→ Supplied data:
☆ ☆ ☆

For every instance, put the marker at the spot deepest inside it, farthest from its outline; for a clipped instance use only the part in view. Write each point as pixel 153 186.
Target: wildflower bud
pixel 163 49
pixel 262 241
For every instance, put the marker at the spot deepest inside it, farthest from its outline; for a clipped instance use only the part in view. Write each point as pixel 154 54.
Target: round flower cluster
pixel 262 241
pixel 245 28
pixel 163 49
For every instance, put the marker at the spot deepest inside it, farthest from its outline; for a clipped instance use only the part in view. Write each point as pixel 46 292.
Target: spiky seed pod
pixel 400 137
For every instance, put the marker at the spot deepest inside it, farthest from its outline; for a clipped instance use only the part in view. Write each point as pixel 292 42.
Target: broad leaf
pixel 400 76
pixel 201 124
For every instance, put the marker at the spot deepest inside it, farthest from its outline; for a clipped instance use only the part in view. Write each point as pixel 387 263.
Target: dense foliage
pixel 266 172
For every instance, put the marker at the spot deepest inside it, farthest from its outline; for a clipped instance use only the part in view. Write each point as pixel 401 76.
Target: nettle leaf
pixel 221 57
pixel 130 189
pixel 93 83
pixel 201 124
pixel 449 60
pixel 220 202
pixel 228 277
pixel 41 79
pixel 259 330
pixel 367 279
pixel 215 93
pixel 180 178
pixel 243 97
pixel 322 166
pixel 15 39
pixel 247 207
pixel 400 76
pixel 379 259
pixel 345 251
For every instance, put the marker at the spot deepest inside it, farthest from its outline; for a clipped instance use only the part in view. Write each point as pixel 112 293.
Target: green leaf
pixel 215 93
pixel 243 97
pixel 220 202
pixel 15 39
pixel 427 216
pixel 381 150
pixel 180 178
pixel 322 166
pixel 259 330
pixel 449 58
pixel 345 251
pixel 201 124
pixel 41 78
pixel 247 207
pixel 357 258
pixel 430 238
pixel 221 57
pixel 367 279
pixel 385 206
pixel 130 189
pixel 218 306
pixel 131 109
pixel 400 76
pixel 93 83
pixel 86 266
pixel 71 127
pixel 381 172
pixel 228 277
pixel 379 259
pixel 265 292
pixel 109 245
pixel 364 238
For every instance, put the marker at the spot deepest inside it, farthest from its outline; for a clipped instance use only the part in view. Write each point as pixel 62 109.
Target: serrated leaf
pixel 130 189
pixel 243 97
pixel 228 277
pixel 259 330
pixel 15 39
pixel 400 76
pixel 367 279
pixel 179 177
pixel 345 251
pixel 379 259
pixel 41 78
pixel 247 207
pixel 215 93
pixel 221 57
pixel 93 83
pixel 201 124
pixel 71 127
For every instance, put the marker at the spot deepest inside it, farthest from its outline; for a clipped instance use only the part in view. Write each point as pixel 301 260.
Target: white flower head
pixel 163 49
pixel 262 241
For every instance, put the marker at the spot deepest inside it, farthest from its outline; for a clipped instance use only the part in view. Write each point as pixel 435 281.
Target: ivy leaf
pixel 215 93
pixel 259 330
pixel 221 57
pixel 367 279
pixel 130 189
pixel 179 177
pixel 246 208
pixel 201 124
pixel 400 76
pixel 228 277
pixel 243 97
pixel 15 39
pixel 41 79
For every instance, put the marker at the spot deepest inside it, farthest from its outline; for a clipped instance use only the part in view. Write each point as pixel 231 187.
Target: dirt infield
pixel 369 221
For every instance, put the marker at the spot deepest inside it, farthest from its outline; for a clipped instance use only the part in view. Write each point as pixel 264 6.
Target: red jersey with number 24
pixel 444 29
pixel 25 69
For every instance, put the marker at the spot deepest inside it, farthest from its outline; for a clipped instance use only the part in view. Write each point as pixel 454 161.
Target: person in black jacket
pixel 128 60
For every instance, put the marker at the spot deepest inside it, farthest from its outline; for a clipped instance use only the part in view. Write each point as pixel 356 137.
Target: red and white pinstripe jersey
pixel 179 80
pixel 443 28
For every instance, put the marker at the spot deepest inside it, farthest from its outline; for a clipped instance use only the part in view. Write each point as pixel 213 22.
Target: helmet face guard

☆ ☆ ☆

→ What this task involves:
Every word in the records must appear in your copy exactly as it does above.

→ Result:
For every instance, put the marker at the spot deepest inside it, farthest from its outline; for a clipped instance use only the part in view. Write each point as pixel 153 186.
Target: wildflower bud
pixel 163 49
pixel 262 241
For every instance, put the marker at the spot deepest inside it, farthest from its outline; for a clipped instance use only the part in view. Write each point as pixel 154 54.
Target: round flower cluster
pixel 262 241
pixel 245 28
pixel 163 49
For every instance, put the marker at the spot deepest inside it, farthest from its outline; for a clipped instance use only the part in view. Write each point as pixel 46 292.
Target: spiky seed pod
pixel 400 137
For every instance, put the marker at the spot deepest inside it, farthest from its outline; for a clipped instance use only the part in view. Write each point as pixel 292 42.
Target: broad leaf
pixel 400 76
pixel 201 124
For every instance, put the marker at the spot deepest inside it, farthest from its outline; for a clipped instance use only the part in view. Write each point as pixel 387 263.
Target: dense foliage
pixel 266 172
For every instance, put the marker at the spot deepest inside it, farthest from its outline; for a clipped instance use only the part in view. Write each point as pixel 401 76.
Target: nettle leaf
pixel 221 57
pixel 130 189
pixel 93 83
pixel 201 124
pixel 449 60
pixel 220 202
pixel 228 277
pixel 41 79
pixel 259 330
pixel 367 279
pixel 215 93
pixel 180 178
pixel 243 97
pixel 322 166
pixel 15 39
pixel 247 207
pixel 400 76
pixel 379 259
pixel 345 251
For every instance, put the marker at the spot deepest inside it, farthest from its outline; for a clipped instance use only the part in view. Write each point as pixel 112 293.
Target: green leaf
pixel 215 93
pixel 243 97
pixel 220 202
pixel 15 39
pixel 427 216
pixel 381 150
pixel 180 178
pixel 322 166
pixel 259 330
pixel 449 58
pixel 345 251
pixel 201 124
pixel 41 78
pixel 247 207
pixel 357 258
pixel 430 238
pixel 221 57
pixel 367 279
pixel 385 206
pixel 130 189
pixel 218 306
pixel 131 109
pixel 400 76
pixel 93 83
pixel 86 266
pixel 71 127
pixel 381 172
pixel 228 277
pixel 379 259
pixel 265 292
pixel 109 245
pixel 364 238
For every instance, put the marker at the spot deepest inside it, farthest from its outline; for a clipped instance use only the part in view. Write each point as pixel 62 109.
Target: serrated leaf
pixel 130 189
pixel 243 97
pixel 228 277
pixel 259 330
pixel 15 39
pixel 400 76
pixel 367 279
pixel 179 177
pixel 345 251
pixel 379 259
pixel 41 78
pixel 247 207
pixel 215 93
pixel 221 57
pixel 93 83
pixel 201 124
pixel 71 127
For every instance, put the marker at the spot deepest inside it, farthest from its outline; for a clipped instance use only the part in view. Write each point as pixel 301 260.
Target: white flower head
pixel 163 49
pixel 262 241
For every instance, put the marker at the spot deepest inside it, farthest from its outline; for a clipped instance use only the part in view. Write each point as pixel 435 281.
Target: ivy leaf
pixel 215 93
pixel 259 330
pixel 221 57
pixel 367 279
pixel 130 189
pixel 179 177
pixel 246 208
pixel 201 124
pixel 400 76
pixel 228 277
pixel 243 97
pixel 15 39
pixel 41 79
For every instance, put the marker at the spot deepest inside it, farthest from its outline; for a clipped instance use only the part in view. Write each point as pixel 231 187.
Target: dirt infield
pixel 369 221
For every instance, put the marker at the spot deepest inside it, farthest from its outline; for a clipped instance use only the part in view. Write each point as pixel 264 6.
Target: red jersey with number 24
pixel 444 29
pixel 25 69
For every instance, put the marker at the spot deepest inside it, farthest from its outline; for a clipped instance use only the part in view. Write each point as pixel 454 161.
Target: person in black jacket
pixel 128 60
For every instance, put the marker at the spot deepest inside it, farthest from its outline; for a clipped instance use only the part in view. Write each point as pixel 356 137.
Target: red and white pinstripe jersey
pixel 179 80
pixel 443 28
For every instance, put the marker at the spot deepest inside it, farthest from its outline; for a clipped instance use only the part in view. Write each point as pixel 213 22.
Target: helmet face guard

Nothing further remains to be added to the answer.